- _Task description_: Nothing in the data may be changed; retype all of it.

- _Data in this exercise_:
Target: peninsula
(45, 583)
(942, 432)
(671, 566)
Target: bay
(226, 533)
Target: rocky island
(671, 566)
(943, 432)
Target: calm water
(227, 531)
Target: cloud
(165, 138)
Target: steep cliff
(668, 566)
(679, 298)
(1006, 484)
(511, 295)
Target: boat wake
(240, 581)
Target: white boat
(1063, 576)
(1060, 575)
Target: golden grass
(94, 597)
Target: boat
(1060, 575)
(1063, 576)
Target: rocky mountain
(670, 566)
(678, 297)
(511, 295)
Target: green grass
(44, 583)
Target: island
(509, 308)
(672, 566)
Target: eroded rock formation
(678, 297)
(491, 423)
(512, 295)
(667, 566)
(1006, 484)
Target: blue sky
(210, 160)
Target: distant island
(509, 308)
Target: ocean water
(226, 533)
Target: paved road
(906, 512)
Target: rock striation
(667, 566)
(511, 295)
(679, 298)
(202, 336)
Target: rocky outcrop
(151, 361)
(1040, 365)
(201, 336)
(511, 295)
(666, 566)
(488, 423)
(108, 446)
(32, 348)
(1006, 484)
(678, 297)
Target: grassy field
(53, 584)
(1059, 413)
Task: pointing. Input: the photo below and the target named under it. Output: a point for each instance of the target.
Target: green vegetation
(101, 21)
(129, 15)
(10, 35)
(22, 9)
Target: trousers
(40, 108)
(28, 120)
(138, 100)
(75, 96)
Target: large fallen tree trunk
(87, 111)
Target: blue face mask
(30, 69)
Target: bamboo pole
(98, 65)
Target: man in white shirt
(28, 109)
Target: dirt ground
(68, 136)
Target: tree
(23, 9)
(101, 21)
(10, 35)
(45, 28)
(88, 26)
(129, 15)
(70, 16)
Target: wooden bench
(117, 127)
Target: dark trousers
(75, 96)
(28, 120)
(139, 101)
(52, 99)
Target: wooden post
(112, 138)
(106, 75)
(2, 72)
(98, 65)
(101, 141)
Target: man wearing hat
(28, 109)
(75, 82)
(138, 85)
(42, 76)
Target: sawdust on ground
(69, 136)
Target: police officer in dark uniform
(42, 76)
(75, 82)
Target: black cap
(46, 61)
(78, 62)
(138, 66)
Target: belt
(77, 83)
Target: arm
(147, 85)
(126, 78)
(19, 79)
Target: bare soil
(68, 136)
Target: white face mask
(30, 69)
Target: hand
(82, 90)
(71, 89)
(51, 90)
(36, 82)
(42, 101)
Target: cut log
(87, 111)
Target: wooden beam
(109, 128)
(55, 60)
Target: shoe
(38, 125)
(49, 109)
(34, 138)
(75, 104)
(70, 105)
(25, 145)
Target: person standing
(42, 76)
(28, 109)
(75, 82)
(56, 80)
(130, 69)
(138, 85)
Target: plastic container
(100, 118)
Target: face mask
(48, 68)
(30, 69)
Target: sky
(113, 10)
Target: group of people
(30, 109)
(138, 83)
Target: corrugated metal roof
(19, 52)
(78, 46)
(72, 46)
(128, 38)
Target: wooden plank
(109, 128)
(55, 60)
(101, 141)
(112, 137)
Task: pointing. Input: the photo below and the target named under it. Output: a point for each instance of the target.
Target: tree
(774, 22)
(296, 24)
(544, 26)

- _Written answer_:
Target: peninsula
(45, 583)
(942, 432)
(671, 566)
Target: bay
(226, 533)
Target: rocky island
(671, 566)
(943, 432)
Target: calm water
(227, 531)
Target: cloud
(165, 138)
Target: steep cliff
(668, 566)
(679, 298)
(1006, 484)
(511, 295)
Target: boat wake
(240, 581)
Target: white boat
(1063, 576)
(1060, 575)
Target: golden grass
(94, 597)
Target: boat
(1060, 575)
(1063, 576)
Target: rocky mountain
(670, 566)
(678, 297)
(511, 295)
Target: green grass
(44, 583)
Target: island
(509, 308)
(672, 566)
Target: eroded rock formation
(678, 297)
(491, 423)
(512, 295)
(667, 566)
(1006, 484)
Target: blue sky
(210, 160)
Target: distant island
(509, 308)
Target: ocean water
(226, 533)
Target: paved road
(906, 512)
Target: rock striation
(667, 566)
(511, 295)
(679, 298)
(202, 336)
Target: rocky outcrop
(151, 361)
(1040, 365)
(201, 336)
(511, 295)
(666, 566)
(488, 423)
(108, 446)
(32, 348)
(1006, 484)
(678, 297)
Target: grassy field
(53, 584)
(1059, 413)
Task: pointing. Input: the photo below and the target named under it. Output: a point for each instance of the target.
Target: green vegetation
(101, 21)
(129, 15)
(10, 35)
(22, 9)
Target: trousers
(40, 108)
(28, 120)
(138, 100)
(75, 96)
Target: large fallen tree trunk
(87, 111)
Target: blue face mask
(30, 69)
Target: bamboo pole
(98, 65)
Target: man in white shirt
(28, 109)
Target: dirt ground
(68, 136)
Target: tree
(23, 9)
(101, 21)
(10, 35)
(45, 28)
(88, 26)
(129, 15)
(70, 16)
Target: wooden bench
(117, 127)
Target: dark trousers
(75, 96)
(28, 120)
(139, 101)
(52, 99)
Target: wooden post
(112, 138)
(106, 75)
(2, 72)
(98, 65)
(101, 141)
Target: man wearing hat
(28, 109)
(75, 82)
(138, 85)
(42, 76)
Target: sawdust on ground
(69, 136)
Target: police officer in dark uniform
(42, 76)
(75, 82)
Target: black cap
(46, 61)
(78, 62)
(138, 66)
Target: belt
(77, 83)
Target: arm
(147, 85)
(126, 78)
(19, 79)
Target: bare soil
(68, 136)
Target: white face mask
(30, 69)
Target: hand
(82, 90)
(71, 89)
(51, 90)
(36, 82)
(42, 101)
Target: cut log
(87, 111)
Target: wooden beam
(109, 128)
(55, 60)
Target: shoe
(38, 125)
(49, 109)
(34, 138)
(75, 104)
(70, 105)
(25, 145)
Target: person standing
(42, 76)
(28, 109)
(75, 82)
(56, 80)
(130, 69)
(138, 85)
Target: plastic container
(100, 118)
Target: face mask
(48, 68)
(30, 69)
Target: sky
(113, 10)
Target: group of people
(30, 109)
(138, 83)
Target: corrugated metal roof
(19, 52)
(78, 46)
(72, 46)
(128, 38)
Target: wooden plank
(109, 128)
(55, 60)
(101, 141)
(112, 137)
Task: pointing. Input: the photo below and the target named under it. Output: a point for each instance of the target.
Target: tree
(774, 22)
(296, 24)
(544, 26)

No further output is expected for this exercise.